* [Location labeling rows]
= = = = = = =
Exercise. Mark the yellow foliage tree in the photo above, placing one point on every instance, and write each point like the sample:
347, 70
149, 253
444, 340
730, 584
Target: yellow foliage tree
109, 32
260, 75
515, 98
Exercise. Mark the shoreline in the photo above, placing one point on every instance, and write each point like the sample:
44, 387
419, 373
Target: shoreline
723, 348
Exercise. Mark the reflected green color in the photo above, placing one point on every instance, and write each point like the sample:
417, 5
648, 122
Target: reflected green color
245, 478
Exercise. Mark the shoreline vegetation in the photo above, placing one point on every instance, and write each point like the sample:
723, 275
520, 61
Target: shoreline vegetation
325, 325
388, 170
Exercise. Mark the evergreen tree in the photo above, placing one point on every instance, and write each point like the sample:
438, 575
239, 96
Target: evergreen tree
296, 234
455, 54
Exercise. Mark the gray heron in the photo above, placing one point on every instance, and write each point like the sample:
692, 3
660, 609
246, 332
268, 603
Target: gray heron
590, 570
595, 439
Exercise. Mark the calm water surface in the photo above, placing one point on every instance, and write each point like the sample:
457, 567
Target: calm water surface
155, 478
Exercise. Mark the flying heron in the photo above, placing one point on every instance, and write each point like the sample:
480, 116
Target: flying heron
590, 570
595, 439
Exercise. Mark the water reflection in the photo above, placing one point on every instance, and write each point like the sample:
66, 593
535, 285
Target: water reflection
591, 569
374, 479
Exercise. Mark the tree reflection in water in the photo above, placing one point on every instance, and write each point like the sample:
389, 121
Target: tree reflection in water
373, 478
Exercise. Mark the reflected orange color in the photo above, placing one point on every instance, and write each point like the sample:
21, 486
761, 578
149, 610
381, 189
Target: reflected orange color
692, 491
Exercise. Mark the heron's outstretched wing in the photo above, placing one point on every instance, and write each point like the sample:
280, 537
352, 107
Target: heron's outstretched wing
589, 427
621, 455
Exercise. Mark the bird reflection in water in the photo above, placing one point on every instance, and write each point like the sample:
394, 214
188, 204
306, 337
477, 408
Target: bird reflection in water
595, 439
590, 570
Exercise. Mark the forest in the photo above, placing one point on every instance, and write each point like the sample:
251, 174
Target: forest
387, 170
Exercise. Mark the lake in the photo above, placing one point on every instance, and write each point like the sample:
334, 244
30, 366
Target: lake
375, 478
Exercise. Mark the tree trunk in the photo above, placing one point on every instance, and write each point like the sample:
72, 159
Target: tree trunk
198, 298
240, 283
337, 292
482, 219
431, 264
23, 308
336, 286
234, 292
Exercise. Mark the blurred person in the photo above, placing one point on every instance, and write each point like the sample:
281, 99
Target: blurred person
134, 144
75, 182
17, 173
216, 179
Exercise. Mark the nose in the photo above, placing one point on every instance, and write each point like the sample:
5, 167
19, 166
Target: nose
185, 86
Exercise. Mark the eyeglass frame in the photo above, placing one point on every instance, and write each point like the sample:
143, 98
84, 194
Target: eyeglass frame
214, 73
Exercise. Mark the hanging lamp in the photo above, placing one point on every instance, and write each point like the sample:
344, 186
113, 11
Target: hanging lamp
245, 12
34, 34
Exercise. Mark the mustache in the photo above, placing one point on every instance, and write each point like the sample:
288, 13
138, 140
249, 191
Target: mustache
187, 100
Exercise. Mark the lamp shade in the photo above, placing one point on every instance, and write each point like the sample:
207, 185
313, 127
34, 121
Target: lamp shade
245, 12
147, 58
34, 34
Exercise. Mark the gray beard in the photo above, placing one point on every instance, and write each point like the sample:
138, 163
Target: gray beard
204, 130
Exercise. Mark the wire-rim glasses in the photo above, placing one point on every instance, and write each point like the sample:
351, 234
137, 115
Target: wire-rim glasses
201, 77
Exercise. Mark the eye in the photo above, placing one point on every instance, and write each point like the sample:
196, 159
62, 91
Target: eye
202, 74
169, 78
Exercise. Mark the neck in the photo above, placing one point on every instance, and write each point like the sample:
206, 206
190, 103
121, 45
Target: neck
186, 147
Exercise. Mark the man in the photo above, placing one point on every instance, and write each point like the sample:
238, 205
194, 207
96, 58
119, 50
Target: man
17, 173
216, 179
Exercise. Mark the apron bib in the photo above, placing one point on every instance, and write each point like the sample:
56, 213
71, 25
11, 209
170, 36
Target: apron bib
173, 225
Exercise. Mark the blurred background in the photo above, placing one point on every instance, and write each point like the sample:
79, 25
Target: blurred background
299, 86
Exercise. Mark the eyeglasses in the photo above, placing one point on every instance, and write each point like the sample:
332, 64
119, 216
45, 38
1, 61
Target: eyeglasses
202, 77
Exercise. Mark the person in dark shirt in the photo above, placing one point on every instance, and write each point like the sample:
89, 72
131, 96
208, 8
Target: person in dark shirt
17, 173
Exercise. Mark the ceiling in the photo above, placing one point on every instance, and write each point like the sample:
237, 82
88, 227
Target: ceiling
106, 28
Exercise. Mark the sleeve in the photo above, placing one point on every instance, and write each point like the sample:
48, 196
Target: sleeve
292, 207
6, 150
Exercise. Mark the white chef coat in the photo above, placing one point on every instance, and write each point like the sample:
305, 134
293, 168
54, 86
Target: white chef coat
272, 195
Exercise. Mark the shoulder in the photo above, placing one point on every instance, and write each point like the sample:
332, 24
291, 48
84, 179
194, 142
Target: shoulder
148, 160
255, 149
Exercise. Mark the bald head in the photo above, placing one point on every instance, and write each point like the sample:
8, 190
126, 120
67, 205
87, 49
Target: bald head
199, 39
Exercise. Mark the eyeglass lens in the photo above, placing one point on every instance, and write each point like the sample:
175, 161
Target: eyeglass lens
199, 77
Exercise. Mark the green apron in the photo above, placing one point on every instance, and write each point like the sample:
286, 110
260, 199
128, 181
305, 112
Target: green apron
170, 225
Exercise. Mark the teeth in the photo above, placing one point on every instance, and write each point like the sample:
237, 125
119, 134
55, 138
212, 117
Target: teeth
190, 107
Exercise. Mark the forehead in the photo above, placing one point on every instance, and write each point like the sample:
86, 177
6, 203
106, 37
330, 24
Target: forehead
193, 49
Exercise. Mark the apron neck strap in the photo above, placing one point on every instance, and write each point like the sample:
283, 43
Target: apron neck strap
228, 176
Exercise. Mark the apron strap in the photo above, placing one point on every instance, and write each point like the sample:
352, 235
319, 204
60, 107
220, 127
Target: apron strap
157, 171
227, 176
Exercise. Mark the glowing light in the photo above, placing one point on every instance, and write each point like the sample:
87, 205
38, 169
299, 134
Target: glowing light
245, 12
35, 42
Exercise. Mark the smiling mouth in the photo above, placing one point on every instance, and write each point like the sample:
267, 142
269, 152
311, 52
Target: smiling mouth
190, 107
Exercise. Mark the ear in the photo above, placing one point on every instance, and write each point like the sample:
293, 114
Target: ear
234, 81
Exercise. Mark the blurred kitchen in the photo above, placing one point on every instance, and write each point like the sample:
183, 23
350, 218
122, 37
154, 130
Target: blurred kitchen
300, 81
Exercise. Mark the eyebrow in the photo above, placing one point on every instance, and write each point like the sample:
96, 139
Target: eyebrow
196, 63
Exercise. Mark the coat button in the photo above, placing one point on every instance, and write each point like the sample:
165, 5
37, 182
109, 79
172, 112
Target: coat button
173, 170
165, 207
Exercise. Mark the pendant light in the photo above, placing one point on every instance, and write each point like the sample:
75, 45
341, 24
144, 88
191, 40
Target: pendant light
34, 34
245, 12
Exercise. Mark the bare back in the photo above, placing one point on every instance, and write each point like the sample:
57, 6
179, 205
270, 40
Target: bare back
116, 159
= = = = = = =
* [TASK OBJECTIVE] Reproduce all of the rows above word for word, line by line, changing nothing.

* [TASK RESPONSE]
Exercise. Mark the yellow foliage tree in the photo above, placing one point on every instance, and write each point like the sample:
347, 70
149, 253
444, 340
730, 584
Target: yellow foliage tree
109, 32
260, 75
515, 98
Exercise. Mark the shoreline in the photo above, placing one point on every instance, and write each point like the sample:
44, 387
419, 373
Target: shoreline
723, 348
Exercise. Mark the reflected green color in the photo above, placing one point on every instance, and write each point like the sample:
417, 5
648, 122
Target: reflected green color
245, 478
Exercise. Mark the shoreline vegetation in the photo above, placing one point on every instance, and write each point like the sample:
723, 275
520, 61
Target: shoreline vegetation
325, 325
388, 170
Exercise. Mark the evergreen tree in the photo above, placing one point on every instance, and write each point like the sample:
438, 575
239, 96
Target: evergreen tree
296, 234
455, 54
Exercise. Mark the gray heron in the photo above, placing one point on every instance, and write each point like the sample:
692, 3
660, 609
246, 332
268, 603
Target: gray heron
590, 570
595, 439
Exercise. Mark the calm water surface in the photo above, placing one point on every instance, and write each point like the sample:
457, 567
Target: calm water surface
155, 478
Exercise. Mark the flying heron in the photo above, placing one point on every instance, and write each point like the sample:
480, 116
Target: flying heron
590, 570
595, 439
Exercise. Mark the water reflection in the photo above, placing one point on every instance, and write each point like the sample:
66, 593
535, 285
Target: water reflection
591, 569
374, 479
Exercise. Mark the tree reflection in water in the photo above, placing one point on every instance, and write each point like the sample:
389, 121
Target: tree reflection in water
373, 478
Exercise. Mark the reflected orange color in the photo above, placing one point on every instance, and write each point like the sample:
21, 486
761, 578
149, 610
381, 189
Target: reflected orange color
692, 491
Exercise. Mark the heron's outstretched wing in the photo above, placing one point on every instance, and write each point like the sample:
280, 537
352, 107
Target: heron's outstretched wing
589, 427
621, 455
Exercise. Mark the bird reflection in water in the photo above, placing one point on every instance, and write each point like the sample:
394, 214
188, 204
306, 337
477, 408
Target: bird reflection in water
595, 439
590, 570
Exercise. Mark the forest in the photo above, placing one point on every instance, and write each point like the sample:
251, 174
Target: forest
387, 170
Exercise. Mark the lake in the photo above, placing one point on every instance, and write each point like the sample:
334, 244
30, 366
Target: lake
375, 478
Exercise. Mark the tree trunk in the photo above, placing one point on every instance, and write each point like the sample:
72, 159
Target: tree trunk
198, 298
240, 283
337, 292
482, 219
431, 264
23, 308
336, 286
234, 292
Exercise. Mark the blurred person in the photo above, placing one point on every instance, and write each point like the sample:
281, 99
Target: blurred person
134, 144
75, 182
17, 173
216, 179
Exercise. Mark the nose in the photo above, placing one point on every instance, and write each point like the sample:
5, 167
19, 166
Target: nose
185, 86
Exercise. Mark the eyeglass frame in the photo above, placing one point on every instance, and write each point like the sample:
143, 98
84, 194
Target: eyeglass frame
214, 73
Exercise. Mark the hanging lamp in the photo above, placing one point on every instance, and write each point like the sample:
344, 186
113, 11
Target: hanging lamp
245, 12
34, 34
Exercise. Mark the mustache in the photo above, placing one point on every instance, and write each point like the sample:
288, 13
138, 140
249, 191
Target: mustache
187, 100
Exercise. Mark the lamp shade in the photo above, placing one point on every instance, and write each point like the sample:
207, 185
313, 127
34, 121
Target: lamp shade
245, 12
147, 58
34, 34
Exercise. Mark the gray beard in the photo above, placing one point on every instance, and write each point like the sample:
138, 163
Target: gray beard
204, 130
Exercise. Mark the wire-rim glasses in the photo above, placing one point on every instance, and write each point like the sample:
351, 234
137, 115
Target: wire-rim glasses
201, 77
Exercise. Mark the eye in the photo above, placing one point on every instance, and write each point like the sample:
196, 159
62, 91
Target: eye
202, 74
169, 78
Exercise. Mark the neck in the photo above, placing one point on every instance, and write each point like the sample:
206, 206
190, 103
121, 45
Target: neck
186, 147
Exercise. Mark the man in the photo above, placing one point on every instance, and write each point like the sample:
238, 205
194, 207
96, 58
119, 50
Target: man
17, 173
216, 179
Exercise. Mark the apron bib in the photo above, placing one point on every instance, and write each point like the sample:
56, 213
71, 25
11, 209
170, 36
Target: apron bib
173, 225
Exercise. Mark the blurred background in the photo above, placing one point on every instance, and write each point like the sample:
79, 25
Target: blurred background
299, 86
Exercise. Mark the eyeglasses in the photo above, placing one point on every instance, and write each point like the sample:
332, 64
119, 216
45, 38
1, 61
Target: eyeglasses
202, 77
Exercise. Mark the person in dark shirt in the photo above, placing one point on every instance, and write each point like the sample:
89, 72
131, 96
208, 8
Target: person in dark shirt
17, 173
Exercise. Mark the ceiling in the photo above, placing one point on every instance, and write each point like the sample:
237, 82
88, 227
Target: ceiling
106, 28
Exercise. Mark the sleeve in the photo above, placing one point on every instance, and write each point like the sample:
48, 196
Target: sleeve
292, 207
6, 150
Exercise. Mark the white chef coat in the photo above, placing one point on every instance, and write each point like the sample:
305, 134
293, 168
54, 86
Target: white chef coat
272, 195
Exercise. Mark the shoulder in the photo above, placing one point on every instance, and write each point like the sample:
332, 24
291, 48
84, 179
194, 142
Target: shoulder
148, 160
255, 149
Exercise. Mark the bald head in the photo above, placing one point on every instance, and write each point like the sample:
8, 190
126, 120
67, 205
87, 49
Target: bald head
199, 39
Exercise. Mark the eyeglass lens in the photo above, placing one point on every instance, and write each point like the sample:
175, 161
Target: eyeglass lens
199, 77
Exercise. Mark the green apron in the photo above, placing one point on every instance, and write each point like the sample:
286, 110
260, 199
128, 181
305, 112
Target: green apron
170, 225
Exercise. Mark the teeth in the photo above, placing one point on every instance, and write each point like the sample:
237, 125
119, 134
55, 138
212, 117
Target: teeth
190, 107
Exercise. Mark the forehead in the photo above, placing one point on every instance, and write each point like the sample:
86, 177
6, 203
106, 37
330, 24
Target: forehead
193, 49
Exercise. Mark the apron neck strap in the photo above, placing one point on every instance, and write each point like the sample:
283, 43
Target: apron neck strap
228, 176
Exercise. Mark the apron strap in the photo above, placing one point on every instance, and write each point like the sample:
352, 235
319, 204
60, 107
220, 127
Target: apron strap
157, 171
227, 176
Exercise. Mark the glowing light in the photo above, placing one point on every instance, and write each point like the sample:
87, 205
38, 169
299, 134
Target: glowing light
245, 12
35, 42
Exercise. Mark the smiling mouth in the photo above, placing one point on every instance, and write each point like the sample:
267, 142
269, 152
311, 52
Target: smiling mouth
190, 107
Exercise. Mark the ear in the photo above, placing one point on every instance, and write each point like the sample:
293, 114
Target: ear
234, 81
Exercise. Mark the blurred kitchen in the photo above, placing one point on every instance, and write each point like the sample:
183, 23
350, 218
122, 37
154, 130
Target: blurred kitchen
300, 81
Exercise. Mark the eyebrow in the photo above, placing one point on every instance, and write each point like the sample:
96, 139
Target: eyebrow
196, 63
Exercise. Mark the coat button in the photo above, placing one point on every instance, and write each point like the sample:
165, 5
37, 182
109, 79
172, 112
Target: coat button
173, 170
165, 207
Exercise. Mark the pendant light in the photo above, placing one point on every instance, and write each point like the sample:
75, 45
341, 24
144, 88
191, 40
Target: pendant light
34, 34
245, 12
Exercise. Mark the bare back in the photo above, placing one point on every instance, and write each point like the sample:
57, 6
179, 205
270, 40
Target: bare back
116, 159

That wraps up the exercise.